The data:
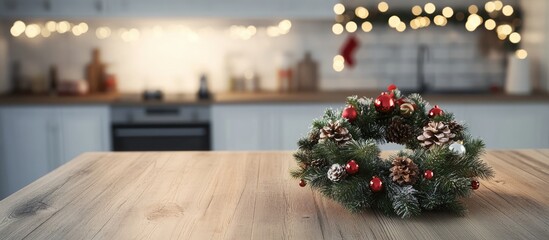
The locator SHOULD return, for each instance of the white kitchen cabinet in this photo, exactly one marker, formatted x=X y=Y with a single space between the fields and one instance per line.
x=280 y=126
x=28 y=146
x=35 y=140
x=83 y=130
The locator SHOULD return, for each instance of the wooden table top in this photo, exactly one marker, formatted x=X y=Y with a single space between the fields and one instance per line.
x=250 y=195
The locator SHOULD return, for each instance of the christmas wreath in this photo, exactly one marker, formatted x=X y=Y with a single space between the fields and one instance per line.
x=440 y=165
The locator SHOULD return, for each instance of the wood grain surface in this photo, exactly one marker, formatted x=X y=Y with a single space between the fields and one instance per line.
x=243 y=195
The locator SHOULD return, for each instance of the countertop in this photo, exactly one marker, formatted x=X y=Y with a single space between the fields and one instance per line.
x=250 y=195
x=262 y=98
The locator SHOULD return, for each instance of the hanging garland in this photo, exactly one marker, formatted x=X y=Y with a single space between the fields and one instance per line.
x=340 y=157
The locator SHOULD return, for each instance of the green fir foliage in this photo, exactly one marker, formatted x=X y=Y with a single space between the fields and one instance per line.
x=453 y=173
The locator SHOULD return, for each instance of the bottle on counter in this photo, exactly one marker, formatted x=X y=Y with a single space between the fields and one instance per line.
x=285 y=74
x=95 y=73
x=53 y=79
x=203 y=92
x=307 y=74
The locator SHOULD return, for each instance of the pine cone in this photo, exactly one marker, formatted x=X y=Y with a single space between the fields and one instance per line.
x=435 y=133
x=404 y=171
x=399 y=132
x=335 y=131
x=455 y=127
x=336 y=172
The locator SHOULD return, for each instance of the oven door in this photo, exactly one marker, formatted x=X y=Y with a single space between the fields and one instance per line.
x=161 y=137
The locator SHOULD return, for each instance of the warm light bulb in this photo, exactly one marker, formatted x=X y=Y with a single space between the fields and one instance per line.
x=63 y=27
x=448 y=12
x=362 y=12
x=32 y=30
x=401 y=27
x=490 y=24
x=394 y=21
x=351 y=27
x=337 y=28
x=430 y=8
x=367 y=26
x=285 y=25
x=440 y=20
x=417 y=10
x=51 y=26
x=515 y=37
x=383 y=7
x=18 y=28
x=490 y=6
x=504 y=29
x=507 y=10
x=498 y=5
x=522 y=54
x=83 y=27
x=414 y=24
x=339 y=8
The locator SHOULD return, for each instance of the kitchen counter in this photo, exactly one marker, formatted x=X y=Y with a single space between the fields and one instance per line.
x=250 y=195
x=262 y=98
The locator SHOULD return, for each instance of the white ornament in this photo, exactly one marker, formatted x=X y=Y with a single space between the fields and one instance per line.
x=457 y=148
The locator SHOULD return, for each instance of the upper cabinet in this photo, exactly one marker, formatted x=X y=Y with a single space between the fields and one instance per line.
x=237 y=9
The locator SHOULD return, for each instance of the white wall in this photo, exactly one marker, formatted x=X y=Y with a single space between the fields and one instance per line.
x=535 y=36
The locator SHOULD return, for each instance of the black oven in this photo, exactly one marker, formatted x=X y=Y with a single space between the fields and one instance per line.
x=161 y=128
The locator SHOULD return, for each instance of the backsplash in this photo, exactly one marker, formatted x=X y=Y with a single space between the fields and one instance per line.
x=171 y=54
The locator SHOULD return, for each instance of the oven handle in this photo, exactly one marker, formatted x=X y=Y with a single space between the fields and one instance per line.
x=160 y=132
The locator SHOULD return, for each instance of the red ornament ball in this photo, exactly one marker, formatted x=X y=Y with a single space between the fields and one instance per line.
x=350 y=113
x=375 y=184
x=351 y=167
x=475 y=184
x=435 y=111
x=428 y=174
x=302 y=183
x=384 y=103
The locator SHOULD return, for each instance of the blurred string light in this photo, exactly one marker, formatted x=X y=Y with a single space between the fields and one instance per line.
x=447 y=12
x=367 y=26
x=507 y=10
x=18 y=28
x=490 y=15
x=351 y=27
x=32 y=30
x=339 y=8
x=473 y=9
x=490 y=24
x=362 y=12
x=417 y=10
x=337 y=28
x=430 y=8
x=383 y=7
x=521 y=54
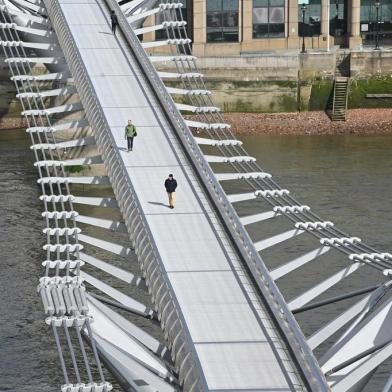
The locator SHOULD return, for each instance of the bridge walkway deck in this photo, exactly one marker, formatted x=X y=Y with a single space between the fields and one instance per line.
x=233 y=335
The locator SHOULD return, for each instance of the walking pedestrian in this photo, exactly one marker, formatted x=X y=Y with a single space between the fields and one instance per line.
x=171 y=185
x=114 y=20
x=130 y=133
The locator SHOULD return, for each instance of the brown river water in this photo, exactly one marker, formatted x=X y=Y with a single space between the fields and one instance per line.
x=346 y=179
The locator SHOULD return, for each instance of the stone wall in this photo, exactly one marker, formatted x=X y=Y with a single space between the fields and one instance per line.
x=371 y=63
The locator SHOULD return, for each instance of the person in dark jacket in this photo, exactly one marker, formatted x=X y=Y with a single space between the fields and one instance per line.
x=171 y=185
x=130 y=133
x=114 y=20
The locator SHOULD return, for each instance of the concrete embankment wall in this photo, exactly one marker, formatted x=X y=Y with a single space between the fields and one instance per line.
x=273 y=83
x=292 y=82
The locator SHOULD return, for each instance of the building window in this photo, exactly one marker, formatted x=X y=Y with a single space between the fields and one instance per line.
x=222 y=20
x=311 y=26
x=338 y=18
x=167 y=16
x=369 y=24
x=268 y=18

Task goal:
All lines of the listing must be given again exactly, excluding the pictures.

Exercise output:
The locator SHOULD return, for each instance of the white kitchen cabinet in this photo, exactly one marker, formatted x=X y=Y with a single space between the fields and one instance per line.
x=280 y=126
x=28 y=146
x=35 y=140
x=83 y=130
The locator SHOULD return, for each instance of the wooden table top in this photo, exactly one marker, formatted x=X y=Y with a single space between the fields and one instance per line.
x=250 y=195
The locator SHOULD return, for each instance of the christmas wreath in this photo, exactly one marker, formatted x=X y=Y with a single space between the fields and one instance per line.
x=440 y=165
The locator SHOULD return, for each instance of the wood grain surface in this photo, exactly one marker, formatted x=X y=Y with a single space between the fields and one instance per line.
x=243 y=195
The locator SHOULD return, for each instance of the countertop in this photo, exactly one marker, formatted x=X y=Y with a single space between the fields and one instance per line.
x=250 y=195
x=262 y=98
The locator SHOULD return, for each instance of the hanging garland in this photo, exactly one marker, formatted x=X y=Y with a single space between the fields and one instance per line.
x=340 y=157
The locator SHOULD return, for each instance of the green fir foliage in this photo, exactly one marker, formatted x=X y=Y with a single space between the fields and one instance per line.
x=453 y=173
The locator SHOULD return, for each instance of the bottle on counter in this photo, exactly one marker, formatted x=X y=Y with a single space between the fields and one instance per line.
x=285 y=74
x=95 y=73
x=53 y=79
x=203 y=92
x=307 y=74
The locator SHOULD return, for each instance of the pine cone in this photo, exactly one marker, formatted x=X y=Y with a single space between the fields and one instance per line.
x=435 y=133
x=404 y=171
x=399 y=132
x=335 y=131
x=455 y=127
x=336 y=172
The locator SHOULD return, for each instance of the oven door in this photo, exactly one marker, formatted x=X y=Y with a single space between the fields and one instance per line.
x=161 y=137
The locator SHOULD return, for each instance of the warm light bulb in this photo, exactly one marker, formatted x=X y=Y with a single space between the fields and one instance per line.
x=63 y=27
x=448 y=12
x=362 y=12
x=32 y=30
x=401 y=27
x=490 y=24
x=394 y=21
x=351 y=27
x=337 y=28
x=430 y=8
x=367 y=26
x=285 y=25
x=440 y=20
x=417 y=10
x=51 y=26
x=515 y=37
x=383 y=7
x=18 y=28
x=490 y=6
x=504 y=29
x=507 y=10
x=498 y=5
x=522 y=54
x=83 y=27
x=414 y=24
x=339 y=8
The locator SHOULD return, for each instance of the kitchen counter in this photo, exactly one marker, formatted x=X y=Y with a single space between the fields and one instance per line.
x=250 y=195
x=262 y=98
The locator SHOULD return, for each instance of the white ornament in this photo, exactly one marker, formatted x=X y=Y with a single space between the fields and one instance per line.
x=457 y=148
The locator SHOULD return, for each instance of the upper cabinet in this photo, exactly one marker, formatted x=X y=Y with a single space between the fields and one instance per line.
x=237 y=9
The locator SHOULD return, for each instance of the white wall in this photo, exactly one marker, formatted x=X y=Y with a single space between the fields and one instance per line.
x=535 y=36
The locator SHOULD return, for each instance of the black oven in this photo, exactly one marker, formatted x=X y=Y with a single space between the fields and one instance per line.
x=161 y=128
The locator SHOULD return, for each instance of the backsplash in this photo, exactly one marker, formatted x=X y=Y with a single space between the fields and one instance per line.
x=171 y=54
The locator SHOULD return, for each instance of the oven handle in this photo, exactly one marker, formatted x=X y=Y with a single space between the fields and one instance per line.
x=160 y=132
The locator SHOULD return, for each instance of the red ornament ball in this photo, exactly one marker, formatted x=X y=Y with a single space between the fields and one instance per line.
x=350 y=113
x=375 y=184
x=351 y=167
x=475 y=184
x=435 y=111
x=428 y=174
x=302 y=183
x=384 y=103
The locator SHOULD return, for each instance of the blurred string light in this photo, exactly one marker, formatted x=X y=Y with a single space between the fields and one instance per line.
x=447 y=12
x=367 y=26
x=507 y=10
x=18 y=28
x=490 y=15
x=351 y=27
x=32 y=30
x=339 y=8
x=473 y=9
x=490 y=24
x=362 y=12
x=417 y=10
x=337 y=28
x=430 y=8
x=383 y=7
x=521 y=54
The locator SHOULD return, for each instance of the bridge walkway deck in this photo, exactly one marker, formatted x=X y=Y with a single space between the fields and one instance per line.
x=233 y=335
The locator SHOULD return, for each instance of the walking pedestrian in this photo, exactly one marker, formatted x=X y=Y with a single space between the fields and one instance per line.
x=171 y=185
x=114 y=20
x=130 y=133
The locator SHOULD return, for each instance of the brown river water in this photo, exactly one marker, formatted x=X y=Y with a single space between the fields and one instance per line.
x=346 y=179
The locator SHOULD return, for each instance of the stone wall in this photo, exactly one marker, formatted x=X y=Y with a single space between the fields and one instance per line.
x=371 y=63
The locator SHOULD return, for each instance of the person in dark jacket in this photo, exactly one marker, formatted x=X y=Y with a single space between the fields and one instance per line.
x=171 y=185
x=130 y=133
x=114 y=20
The locator SHOULD return, for each instance of the concrete embankment wall in this photo, exactly one marker, formatted x=X y=Y with a single space between the fields and one instance per line.
x=273 y=83
x=292 y=82
The locator SHOULD return, for each instance of the building window in this photo, exactly one marker, formatted x=X y=Y with a single space between the fields and one instance per line.
x=222 y=20
x=311 y=26
x=338 y=18
x=167 y=16
x=369 y=24
x=268 y=18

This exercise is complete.